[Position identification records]
§ §

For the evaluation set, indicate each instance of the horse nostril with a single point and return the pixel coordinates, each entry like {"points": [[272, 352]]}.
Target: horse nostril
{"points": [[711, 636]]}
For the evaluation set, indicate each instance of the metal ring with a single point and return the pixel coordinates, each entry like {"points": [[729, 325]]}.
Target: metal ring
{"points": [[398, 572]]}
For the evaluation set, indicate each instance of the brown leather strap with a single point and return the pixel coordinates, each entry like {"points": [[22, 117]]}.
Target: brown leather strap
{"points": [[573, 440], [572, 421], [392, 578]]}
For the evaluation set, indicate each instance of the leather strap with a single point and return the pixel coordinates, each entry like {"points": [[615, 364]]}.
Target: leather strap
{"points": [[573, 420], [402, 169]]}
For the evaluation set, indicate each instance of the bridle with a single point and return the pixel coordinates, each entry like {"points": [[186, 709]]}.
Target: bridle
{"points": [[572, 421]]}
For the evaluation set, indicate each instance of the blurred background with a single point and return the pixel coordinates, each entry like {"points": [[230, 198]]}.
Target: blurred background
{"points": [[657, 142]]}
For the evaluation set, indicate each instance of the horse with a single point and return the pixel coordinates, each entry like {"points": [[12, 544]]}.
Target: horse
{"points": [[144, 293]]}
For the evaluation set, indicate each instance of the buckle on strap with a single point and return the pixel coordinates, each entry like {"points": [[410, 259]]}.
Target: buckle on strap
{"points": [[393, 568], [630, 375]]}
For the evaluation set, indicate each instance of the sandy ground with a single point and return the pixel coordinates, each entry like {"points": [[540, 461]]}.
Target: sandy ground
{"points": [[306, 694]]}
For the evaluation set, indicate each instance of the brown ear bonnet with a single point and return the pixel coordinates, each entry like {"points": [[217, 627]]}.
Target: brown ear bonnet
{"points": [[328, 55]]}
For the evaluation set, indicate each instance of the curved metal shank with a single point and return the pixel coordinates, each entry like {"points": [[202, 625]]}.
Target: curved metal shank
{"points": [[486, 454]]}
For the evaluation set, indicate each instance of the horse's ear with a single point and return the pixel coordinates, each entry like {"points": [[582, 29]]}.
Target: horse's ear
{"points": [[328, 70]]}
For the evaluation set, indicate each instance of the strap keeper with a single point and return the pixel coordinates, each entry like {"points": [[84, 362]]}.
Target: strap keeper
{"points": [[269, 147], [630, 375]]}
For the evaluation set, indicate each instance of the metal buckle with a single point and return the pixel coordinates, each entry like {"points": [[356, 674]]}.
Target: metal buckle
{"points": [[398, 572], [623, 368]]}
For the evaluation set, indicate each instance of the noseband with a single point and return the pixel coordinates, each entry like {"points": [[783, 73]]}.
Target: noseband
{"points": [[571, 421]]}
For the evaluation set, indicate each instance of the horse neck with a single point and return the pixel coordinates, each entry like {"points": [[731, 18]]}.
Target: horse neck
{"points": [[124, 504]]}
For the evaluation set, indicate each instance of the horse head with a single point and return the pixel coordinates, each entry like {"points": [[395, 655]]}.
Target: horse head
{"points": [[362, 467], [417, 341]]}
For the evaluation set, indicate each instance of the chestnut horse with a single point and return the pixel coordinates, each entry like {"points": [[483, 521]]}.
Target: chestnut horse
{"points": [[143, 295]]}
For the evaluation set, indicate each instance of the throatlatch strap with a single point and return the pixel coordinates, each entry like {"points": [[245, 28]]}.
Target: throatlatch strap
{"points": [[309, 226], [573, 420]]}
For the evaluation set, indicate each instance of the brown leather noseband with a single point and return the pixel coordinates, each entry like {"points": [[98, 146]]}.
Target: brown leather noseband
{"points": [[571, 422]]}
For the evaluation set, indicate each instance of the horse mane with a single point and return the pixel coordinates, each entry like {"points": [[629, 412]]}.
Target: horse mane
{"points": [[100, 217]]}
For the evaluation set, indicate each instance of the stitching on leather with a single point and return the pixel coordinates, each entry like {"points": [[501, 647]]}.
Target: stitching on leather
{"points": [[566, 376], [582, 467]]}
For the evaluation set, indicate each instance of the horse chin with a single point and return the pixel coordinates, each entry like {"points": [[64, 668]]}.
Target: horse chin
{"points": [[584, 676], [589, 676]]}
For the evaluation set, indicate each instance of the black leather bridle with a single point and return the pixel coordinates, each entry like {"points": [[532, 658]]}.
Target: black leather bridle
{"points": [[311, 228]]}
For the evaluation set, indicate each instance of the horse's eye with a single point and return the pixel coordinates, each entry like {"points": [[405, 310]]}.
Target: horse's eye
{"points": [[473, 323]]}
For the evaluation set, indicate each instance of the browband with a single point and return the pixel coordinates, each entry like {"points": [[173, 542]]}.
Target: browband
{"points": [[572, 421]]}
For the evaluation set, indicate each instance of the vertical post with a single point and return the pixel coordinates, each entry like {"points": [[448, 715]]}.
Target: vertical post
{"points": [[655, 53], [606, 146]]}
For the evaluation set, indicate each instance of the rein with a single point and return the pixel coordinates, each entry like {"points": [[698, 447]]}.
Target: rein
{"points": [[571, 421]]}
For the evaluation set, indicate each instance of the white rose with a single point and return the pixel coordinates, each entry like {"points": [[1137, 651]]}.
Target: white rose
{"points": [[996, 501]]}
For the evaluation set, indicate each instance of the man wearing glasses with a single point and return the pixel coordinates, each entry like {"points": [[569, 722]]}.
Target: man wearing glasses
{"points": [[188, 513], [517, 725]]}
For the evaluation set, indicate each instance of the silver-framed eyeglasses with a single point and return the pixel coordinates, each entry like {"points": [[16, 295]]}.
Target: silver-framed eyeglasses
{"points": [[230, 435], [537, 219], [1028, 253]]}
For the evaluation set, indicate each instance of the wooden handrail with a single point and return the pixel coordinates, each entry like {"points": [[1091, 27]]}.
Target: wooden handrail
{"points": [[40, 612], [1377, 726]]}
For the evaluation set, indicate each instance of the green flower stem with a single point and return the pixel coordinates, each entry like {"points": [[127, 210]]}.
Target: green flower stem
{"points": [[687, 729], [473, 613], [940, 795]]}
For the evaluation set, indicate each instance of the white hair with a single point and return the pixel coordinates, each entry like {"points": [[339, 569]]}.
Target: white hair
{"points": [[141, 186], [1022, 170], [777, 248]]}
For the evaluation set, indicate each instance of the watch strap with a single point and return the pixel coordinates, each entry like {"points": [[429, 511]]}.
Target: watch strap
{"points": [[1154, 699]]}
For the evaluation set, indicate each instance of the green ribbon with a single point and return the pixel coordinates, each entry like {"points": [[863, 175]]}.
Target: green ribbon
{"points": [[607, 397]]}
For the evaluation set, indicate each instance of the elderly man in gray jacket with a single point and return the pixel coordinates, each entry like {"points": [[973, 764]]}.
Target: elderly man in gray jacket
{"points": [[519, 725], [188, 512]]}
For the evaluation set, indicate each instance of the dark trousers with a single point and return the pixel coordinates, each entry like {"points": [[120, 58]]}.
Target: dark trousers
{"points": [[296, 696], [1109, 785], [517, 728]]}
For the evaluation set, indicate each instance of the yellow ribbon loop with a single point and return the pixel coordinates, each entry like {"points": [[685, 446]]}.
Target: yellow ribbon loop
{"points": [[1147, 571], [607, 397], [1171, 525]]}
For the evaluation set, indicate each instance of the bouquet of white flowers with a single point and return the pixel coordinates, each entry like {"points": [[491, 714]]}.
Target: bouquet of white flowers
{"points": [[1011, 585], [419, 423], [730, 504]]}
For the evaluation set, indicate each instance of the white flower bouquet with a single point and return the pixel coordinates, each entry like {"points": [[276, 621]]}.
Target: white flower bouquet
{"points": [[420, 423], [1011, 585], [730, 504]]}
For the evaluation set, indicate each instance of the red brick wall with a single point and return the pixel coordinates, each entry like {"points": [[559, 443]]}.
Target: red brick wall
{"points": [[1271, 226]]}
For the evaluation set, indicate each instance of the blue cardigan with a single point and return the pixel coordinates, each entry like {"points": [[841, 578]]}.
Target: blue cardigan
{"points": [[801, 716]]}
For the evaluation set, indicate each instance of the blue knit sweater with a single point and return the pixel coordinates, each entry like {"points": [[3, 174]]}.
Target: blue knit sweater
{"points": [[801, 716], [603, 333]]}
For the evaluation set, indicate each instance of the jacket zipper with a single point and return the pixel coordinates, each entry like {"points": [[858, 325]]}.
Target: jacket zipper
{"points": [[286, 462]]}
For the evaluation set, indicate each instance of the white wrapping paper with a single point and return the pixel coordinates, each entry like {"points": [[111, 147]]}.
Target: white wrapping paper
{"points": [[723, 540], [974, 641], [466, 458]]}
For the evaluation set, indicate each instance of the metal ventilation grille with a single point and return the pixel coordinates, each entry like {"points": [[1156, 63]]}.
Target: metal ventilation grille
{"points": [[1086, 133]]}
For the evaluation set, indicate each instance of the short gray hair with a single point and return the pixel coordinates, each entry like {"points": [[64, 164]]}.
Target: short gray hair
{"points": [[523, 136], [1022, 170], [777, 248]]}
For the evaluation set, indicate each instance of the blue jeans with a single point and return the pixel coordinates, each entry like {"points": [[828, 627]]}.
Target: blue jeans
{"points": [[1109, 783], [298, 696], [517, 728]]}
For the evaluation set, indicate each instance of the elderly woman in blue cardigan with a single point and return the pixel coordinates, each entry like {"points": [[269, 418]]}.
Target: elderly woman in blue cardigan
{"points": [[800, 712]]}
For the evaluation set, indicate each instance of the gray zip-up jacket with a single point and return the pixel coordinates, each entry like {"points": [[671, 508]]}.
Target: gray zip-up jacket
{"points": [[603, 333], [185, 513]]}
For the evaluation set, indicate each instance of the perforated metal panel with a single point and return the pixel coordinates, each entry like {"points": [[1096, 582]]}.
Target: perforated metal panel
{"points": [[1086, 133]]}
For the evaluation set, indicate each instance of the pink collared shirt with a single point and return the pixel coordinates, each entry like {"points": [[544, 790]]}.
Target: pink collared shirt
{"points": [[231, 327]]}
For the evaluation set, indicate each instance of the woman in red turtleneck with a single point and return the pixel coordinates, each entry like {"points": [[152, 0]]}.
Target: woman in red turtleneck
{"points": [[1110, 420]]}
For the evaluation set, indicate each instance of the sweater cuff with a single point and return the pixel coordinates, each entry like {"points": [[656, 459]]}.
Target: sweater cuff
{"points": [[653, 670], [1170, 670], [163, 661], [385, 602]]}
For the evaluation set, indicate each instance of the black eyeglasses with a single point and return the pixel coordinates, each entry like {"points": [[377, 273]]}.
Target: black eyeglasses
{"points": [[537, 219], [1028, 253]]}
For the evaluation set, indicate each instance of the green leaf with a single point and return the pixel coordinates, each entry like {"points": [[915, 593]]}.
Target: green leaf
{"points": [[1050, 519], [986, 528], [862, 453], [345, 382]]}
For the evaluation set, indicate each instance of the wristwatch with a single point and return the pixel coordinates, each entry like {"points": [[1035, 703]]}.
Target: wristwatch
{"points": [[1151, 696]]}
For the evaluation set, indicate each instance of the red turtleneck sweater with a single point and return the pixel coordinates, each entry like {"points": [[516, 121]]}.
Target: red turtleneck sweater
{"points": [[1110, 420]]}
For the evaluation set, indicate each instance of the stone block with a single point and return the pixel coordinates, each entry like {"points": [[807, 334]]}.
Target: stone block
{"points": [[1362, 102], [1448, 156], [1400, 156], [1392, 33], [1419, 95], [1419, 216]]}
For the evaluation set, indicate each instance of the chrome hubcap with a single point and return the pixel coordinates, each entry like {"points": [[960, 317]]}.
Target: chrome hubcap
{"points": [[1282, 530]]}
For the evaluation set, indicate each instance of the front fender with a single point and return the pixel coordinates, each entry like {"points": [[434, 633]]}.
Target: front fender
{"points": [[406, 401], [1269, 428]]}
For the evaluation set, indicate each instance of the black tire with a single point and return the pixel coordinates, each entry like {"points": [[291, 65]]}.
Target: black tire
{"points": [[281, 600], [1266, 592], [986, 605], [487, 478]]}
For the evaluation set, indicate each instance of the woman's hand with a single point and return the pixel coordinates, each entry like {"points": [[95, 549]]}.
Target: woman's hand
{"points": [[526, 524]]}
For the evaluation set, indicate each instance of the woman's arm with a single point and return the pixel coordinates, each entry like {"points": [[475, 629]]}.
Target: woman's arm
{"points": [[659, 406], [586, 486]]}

§ §

*The problem*. Exact repetition is required for the lines from the one that contains "For the evaluation set, indicate each instance of the front" through the final line; leave out everything else.

*Response*.
For the evaluation set, indicate each instance of the front fender with a single point and return the pixel coordinates, each entry like {"points": [[434, 633]]}.
Target: front fender
{"points": [[406, 401], [1269, 428]]}
For the evaluation set, indicate each instance of the black tire with a single point and return the pixel coordinates, each entry like {"points": [[291, 65]]}.
Target: black tire
{"points": [[281, 600], [1266, 592], [986, 605], [487, 478]]}
For the evaluation set, indicate each instance of the woman's hand with a single point and return the pixel coordinates, each entry like {"points": [[95, 549]]}.
Target: woman's hand
{"points": [[526, 524]]}
For the evaluation set, indicate each instance of the woman's arm with a single point and return the pixel coordinates, each entry like {"points": [[475, 629]]}.
Target: woman's arm
{"points": [[659, 406], [586, 486]]}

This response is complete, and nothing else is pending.